The Annual Fearghal O'Hanlon Memorial Lecture was given by Mícheál MacDonncha, Sinn Féin Ard Chomhairle member and Parliamentary Assistant to Caoimhghín O Caoláin TD. The event in Monaghan town on Sunday 3 January was chaired by Seán Conlon of Monaghan Sinn Féin and a short address of welcome was given by Monaghan Urban Councillor Pádraigín Uí Mhurchadha. Pádraigín is a sister of IRA Volunteer Fearghal O'Hanlon who was killed with his comrade Seán Sabhat of Limerick in the raid on Brookeborough RUC barracks, County Fermanagh, on New Year's Day 1957.
We carry here an edited version of the lecture which marks the 80th anniversary this month of the First Dáil Éireann.


Throughout 1998 we have been commemorating the Bicentenary of the United Irish Revolution. The United Irish were the pioneers of democracy in Ireland and they fought for the sovereignty of the people exercised through a national parliament elected by universal suffrage. It took 121 years for that goal to be achieved. The sovereign Irish assembly which Wolfe Tone fought for was only established in 1919 when Dáil Éireann assembled following the overwhelming victory of Sinn Féin in the November 1918 General Election.

____________________

- PROBLEM SET -
A. Copy this passage from the lecture report word for word. Begin at the words "The Annual Fearghal" and stop after "First Dáil Éireann.".
B. List every person named in the lecture report, giving each name once.
C. Render this sentence from the lecture report in Spanish: "The United Irish were the pioneers of democracy in Ireland and they fought for the sovereignty of the people exercised through a national parliament elected by universal suffrage."

- SOURCE EXCERPT -
____________________

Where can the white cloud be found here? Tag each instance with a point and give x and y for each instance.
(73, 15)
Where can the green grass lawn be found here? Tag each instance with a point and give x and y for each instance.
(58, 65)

____________________

- THE ANSWERS -
A.
The Annual Fearghal O'Hanlon Memorial Lecture was given by Mícheál MacDonncha, Sinn Féin Ard Chomhairle member and Parliamentary Assistant to Caoimhghín O Caoláin TD. The event in Monaghan town on Sunday 3 January was chaired by Seán Conlon of Monaghan Sinn Féin and a short address of welcome was given by Monaghan Urban Councillor Pádraigín Uí Mhurchadha. Pádraigín is a sister of IRA Volunteer Fearghal O'Hanlon who was killed with his comrade Seán Sabhat of Limerick in the raid on Brookeborough RUC barracks, County Fermanagh, on New Year's Day 1957.
We carry here an edited version of the lecture which marks the 80th anniversary this month of the First Dáil Éireann.

B.
Fearghal O'Hanlon
Mícheál MacDonncha
Caoimhghín O Caoláin
Seán Conlon
Pádraigín Uí Mhurchadha
Seán Sabhat
Wolfe Tone

C. Los Irlandeses Unidos fueron los pioneros de la democracia en Irlanda y lucharon por la soberanía del pueblo ejercida a través de un parlamento nacional elegido por sufragio universal.